■ Perintah 1: Salin tanpa perubahan bagian entri di bawah yang dibuka dengan baris yang memuat "In the photo above, where can the green" dan ditutup dengan baris yang memuat "point(68, 241)", termasuk kedua baris tersebut.

■ Kutipan yang diberikan:
####
Oleh : Rahma Aulia
![]() |
| image taken from my smartphone |
Setelah berkutat dengan Susenas di bulan maret, saya kembali
di fungsikan di BPS dalam pelaksanaan pemetaan peta untuk persiapan Survey
ekonomi 2016. Bersama lima orang mitra BPS lainnya, kami ditugaskan di beberapa
kecamatan. Dan saya yang paling cantik sendiri karena satu-satunya perempuan,
dipercayakan untuk menyelesaikan lima blok sensus. Tiga blok di kecamatan
Mandai, dua blok kecamatan Tanralili dan satu blok di kecamatan Tompobulu’.
Untuk melakukan pemetaan ini, kami
harus menyusuri blok sensus guna melihat
keadaan terkini. Kemudian memberi simbol pada kertas dorslage yang merupakan kertas jiplak dari peta asli pada tahun
2009 yang akan di perbaharui.
Menghadapi keloknya perjalanan dan dimanjakan
suasana alam juga pernah saya alami ketika melakukan pemetaan peta di Tompobulu
Dusun Batu Lotong. Untuk soal pembaharuan simbol dan penambahan bangunan baru
seperti sekolah dan masjid, tak begitu sulit untuk di telusuri. Dusun tersebut
terbilang tidak pesat perkembangan pembangunannya. Hamparan sawah yang tertera
di peta tahun 2009 masih sama hingga kini. Nuansa alam dan pedesaan masih
begitu kental, sehingga tidak begitu menyulitkan saya untuk menentukan jumlah
bangunan fisik, bangunan sensus, bangunan kosong dan tempat usaha.
Seorang pemuda yang merupakan anak
dari pak Dusun Batu Lotong tersebut berkenan mambantu saya memberi gambaran
lokasi dan membantu menyusuri wilayah blok sensus tersebut bersama-sama. Ketika
pembaharuan peta blok sensus di wilayah tersebut sudah fix, saya melanjutkan perjalanan untuk
membawa surat tugas saya ke Kantor Desa Puca’ yang letaknya berada di sebelah
dusun tersebut yang memiliki dua aternatif untuk sampai. Untuk ke sebelah, kita
tinggal memilih untuk lewat jembatan gantung yang jaraknya 3 km dari dusun
tersebut atau memilih alternatif yang lebih cepat yakni menyebrang sungai.
Berdasarkan saran dari anak dan istri
pak dusun, (karena pada saat saya berada di dusun tersebut, Bapak Dusun tengah
keluar menggarap ladangnya di hamparan tanah bekas sawah). Akhirnya, saya
memutuskan untuk menyebrang sungai saja. Saya hanya perlu menyusuri jalanan beton
sepanjang dua meter untuk sampai di kebun berawa-rawa yang sebagian lahannya di
jadikan jalanan untuk menuju sungai yang di maksud. Bekas hujan semalam,
membuat jalanannya yang bertanah menjadi licin dan sedikit mengotori bagian kap depan motor beat saya. Jalanan setapak itu akhirnya mempertemukan saya dengan
sungai yang airnya tergenang bening nan hijau oleh pantulan pepohonan yang
rindang. Alam pegunungan terpampang indah di depan mata. Hati saya yang sedari
tadi kuyu karena terpapar sinar mata
hari, selaksa nyaman dan tentram.
####
■ Perintah 2: Ulangi persis bagian kutipan tentang pemetaan blok sensus di atas yang dibuka dengan kata-kata "Untuk melakukan pemetaan" dan ditutup dengan "dan tempat usaha.".
####
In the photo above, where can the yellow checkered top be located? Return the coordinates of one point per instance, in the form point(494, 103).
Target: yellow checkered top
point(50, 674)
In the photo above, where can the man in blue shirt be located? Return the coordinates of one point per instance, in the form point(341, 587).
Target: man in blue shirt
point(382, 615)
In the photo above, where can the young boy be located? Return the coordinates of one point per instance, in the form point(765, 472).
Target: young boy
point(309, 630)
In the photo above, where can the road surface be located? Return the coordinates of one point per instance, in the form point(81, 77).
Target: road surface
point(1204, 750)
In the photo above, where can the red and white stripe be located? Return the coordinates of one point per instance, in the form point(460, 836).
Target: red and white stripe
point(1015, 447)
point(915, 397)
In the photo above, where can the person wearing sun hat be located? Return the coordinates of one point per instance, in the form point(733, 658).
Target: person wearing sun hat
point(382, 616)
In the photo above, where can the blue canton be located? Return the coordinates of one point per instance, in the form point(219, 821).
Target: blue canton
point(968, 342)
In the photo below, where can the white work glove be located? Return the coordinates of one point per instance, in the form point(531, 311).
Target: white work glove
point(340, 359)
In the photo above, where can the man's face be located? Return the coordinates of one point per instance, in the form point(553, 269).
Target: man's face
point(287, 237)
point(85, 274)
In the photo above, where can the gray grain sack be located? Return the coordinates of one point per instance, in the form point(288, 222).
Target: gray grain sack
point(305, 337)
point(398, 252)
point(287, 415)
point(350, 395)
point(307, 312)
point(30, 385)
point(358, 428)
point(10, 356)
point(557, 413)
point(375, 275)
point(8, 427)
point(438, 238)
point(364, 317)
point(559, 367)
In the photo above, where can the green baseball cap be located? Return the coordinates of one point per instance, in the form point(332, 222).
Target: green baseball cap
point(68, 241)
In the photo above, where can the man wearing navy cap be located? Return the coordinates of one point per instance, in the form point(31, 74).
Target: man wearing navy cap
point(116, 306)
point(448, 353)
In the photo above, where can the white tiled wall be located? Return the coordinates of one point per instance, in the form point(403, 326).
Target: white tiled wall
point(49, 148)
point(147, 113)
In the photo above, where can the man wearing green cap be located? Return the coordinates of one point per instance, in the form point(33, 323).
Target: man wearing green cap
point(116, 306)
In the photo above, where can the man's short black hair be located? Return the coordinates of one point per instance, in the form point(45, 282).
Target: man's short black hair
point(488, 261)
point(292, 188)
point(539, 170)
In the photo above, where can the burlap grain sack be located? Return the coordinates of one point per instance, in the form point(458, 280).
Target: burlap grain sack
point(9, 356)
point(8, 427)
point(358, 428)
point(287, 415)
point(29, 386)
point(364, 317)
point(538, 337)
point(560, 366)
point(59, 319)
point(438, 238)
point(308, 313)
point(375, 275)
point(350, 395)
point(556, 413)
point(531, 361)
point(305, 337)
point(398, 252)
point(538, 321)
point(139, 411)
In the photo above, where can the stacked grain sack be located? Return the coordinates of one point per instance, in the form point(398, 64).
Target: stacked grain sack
####
■ Jawaban lengkap 1:
In the photo above, where can the green baseball cap be located? Return the coordinates of one point per instance, in the form point(332, 222).
Target: green baseball cap
point(68, 241)

■ Jawaban lengkap 2:
Untuk melakukan pemetaan ini, kami
harus menyusuri blok sensus guna melihat
keadaan terkini. Kemudian memberi simbol pada kertas dorslage yang merupakan kertas jiplak dari peta asli pada tahun
2009 yang akan di perbaharui.
Menghadapi keloknya perjalanan dan dimanjakan
suasana alam juga pernah saya alami ketika melakukan pemetaan peta di Tompobulu
Dusun Batu Lotong. Untuk soal pembaharuan simbol dan penambahan bangunan baru
seperti sekolah dan masjid, tak begitu sulit untuk di telusuri. Dusun tersebut
terbilang tidak pesat perkembangan pembangunannya. Hamparan sawah yang tertera
di peta tahun 2009 masih sama hingga kini. Nuansa alam dan pedesaan masih
begitu kental, sehingga tidak begitu menyulitkan saya untuk menentukan jumlah
bangunan fisik, bangunan sensus, bangunan kosong dan tempat usaha.